Exercise description
Which lines in the material below contain the word "ground"? Copy each of them.

Records for the exercise
-- Opening Marker --
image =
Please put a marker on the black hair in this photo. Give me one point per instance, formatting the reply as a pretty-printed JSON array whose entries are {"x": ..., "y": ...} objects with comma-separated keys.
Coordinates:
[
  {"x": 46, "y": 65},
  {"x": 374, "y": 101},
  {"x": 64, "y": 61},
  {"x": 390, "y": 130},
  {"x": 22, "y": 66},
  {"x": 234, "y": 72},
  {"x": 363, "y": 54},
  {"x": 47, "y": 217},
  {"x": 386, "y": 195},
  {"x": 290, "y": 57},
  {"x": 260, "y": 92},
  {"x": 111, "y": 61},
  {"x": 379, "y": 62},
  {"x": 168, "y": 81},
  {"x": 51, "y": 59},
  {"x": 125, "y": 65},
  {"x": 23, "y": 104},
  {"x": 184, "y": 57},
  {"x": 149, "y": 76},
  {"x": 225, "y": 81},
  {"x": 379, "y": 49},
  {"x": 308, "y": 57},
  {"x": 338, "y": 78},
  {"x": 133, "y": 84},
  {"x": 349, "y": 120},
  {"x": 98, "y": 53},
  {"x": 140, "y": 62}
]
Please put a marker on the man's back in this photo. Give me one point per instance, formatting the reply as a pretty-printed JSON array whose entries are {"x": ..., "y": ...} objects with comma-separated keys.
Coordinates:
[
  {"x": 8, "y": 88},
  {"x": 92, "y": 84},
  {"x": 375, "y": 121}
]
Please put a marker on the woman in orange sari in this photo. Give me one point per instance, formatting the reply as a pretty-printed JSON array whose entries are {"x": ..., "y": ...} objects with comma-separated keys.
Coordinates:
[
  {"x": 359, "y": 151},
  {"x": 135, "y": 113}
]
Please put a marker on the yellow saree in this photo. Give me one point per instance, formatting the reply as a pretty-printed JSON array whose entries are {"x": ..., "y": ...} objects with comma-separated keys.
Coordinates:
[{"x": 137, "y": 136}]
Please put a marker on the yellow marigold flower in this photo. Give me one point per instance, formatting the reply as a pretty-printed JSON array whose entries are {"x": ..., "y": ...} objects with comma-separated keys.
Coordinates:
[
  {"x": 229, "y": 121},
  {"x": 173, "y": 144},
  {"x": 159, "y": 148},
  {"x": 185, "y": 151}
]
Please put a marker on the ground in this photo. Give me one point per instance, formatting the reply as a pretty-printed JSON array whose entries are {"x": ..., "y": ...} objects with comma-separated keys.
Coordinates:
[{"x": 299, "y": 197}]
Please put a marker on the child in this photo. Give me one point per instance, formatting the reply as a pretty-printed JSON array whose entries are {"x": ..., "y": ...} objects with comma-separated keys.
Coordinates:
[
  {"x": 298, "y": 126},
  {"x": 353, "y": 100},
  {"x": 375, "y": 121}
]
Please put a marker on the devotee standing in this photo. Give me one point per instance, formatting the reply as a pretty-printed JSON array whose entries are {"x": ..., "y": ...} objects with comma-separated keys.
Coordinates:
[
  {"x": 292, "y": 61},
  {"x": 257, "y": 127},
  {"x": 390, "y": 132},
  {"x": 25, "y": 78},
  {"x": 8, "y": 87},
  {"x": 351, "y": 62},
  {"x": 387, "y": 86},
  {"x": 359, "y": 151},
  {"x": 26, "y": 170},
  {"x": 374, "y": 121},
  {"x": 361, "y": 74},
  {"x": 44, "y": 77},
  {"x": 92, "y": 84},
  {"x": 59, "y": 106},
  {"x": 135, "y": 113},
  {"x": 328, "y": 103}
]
-- Closing Marker --
-- Opening Marker --
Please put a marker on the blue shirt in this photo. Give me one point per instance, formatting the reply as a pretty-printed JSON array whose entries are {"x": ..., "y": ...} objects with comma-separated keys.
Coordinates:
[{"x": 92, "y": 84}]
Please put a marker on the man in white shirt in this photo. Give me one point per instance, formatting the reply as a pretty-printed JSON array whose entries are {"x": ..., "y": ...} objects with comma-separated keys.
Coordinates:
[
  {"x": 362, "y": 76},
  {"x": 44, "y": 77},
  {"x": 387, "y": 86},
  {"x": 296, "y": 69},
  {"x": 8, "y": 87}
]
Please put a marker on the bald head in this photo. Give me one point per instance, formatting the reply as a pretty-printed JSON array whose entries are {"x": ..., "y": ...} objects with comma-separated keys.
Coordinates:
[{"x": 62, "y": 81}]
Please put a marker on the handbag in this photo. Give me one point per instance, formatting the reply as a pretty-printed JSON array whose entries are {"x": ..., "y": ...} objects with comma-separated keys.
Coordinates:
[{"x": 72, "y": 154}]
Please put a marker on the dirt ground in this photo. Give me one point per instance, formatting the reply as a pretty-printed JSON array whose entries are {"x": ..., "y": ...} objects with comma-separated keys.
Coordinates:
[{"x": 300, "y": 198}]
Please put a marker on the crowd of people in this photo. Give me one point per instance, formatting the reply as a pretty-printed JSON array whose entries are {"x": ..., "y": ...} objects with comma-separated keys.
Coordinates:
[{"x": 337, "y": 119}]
-- Closing Marker --
Solved problem
Please put a marker on the ground in this photo. Give me one point per instance, formatting the reply as a pretty-printed JSON array whose entries are {"x": ..., "y": ...} objects with comma-separated keys.
Please put a marker on the dirt ground in this photo. Give me one point per instance, formatting the reply as a pretty-printed JSON array whose entries are {"x": ..., "y": ...} objects with comma-separated keys.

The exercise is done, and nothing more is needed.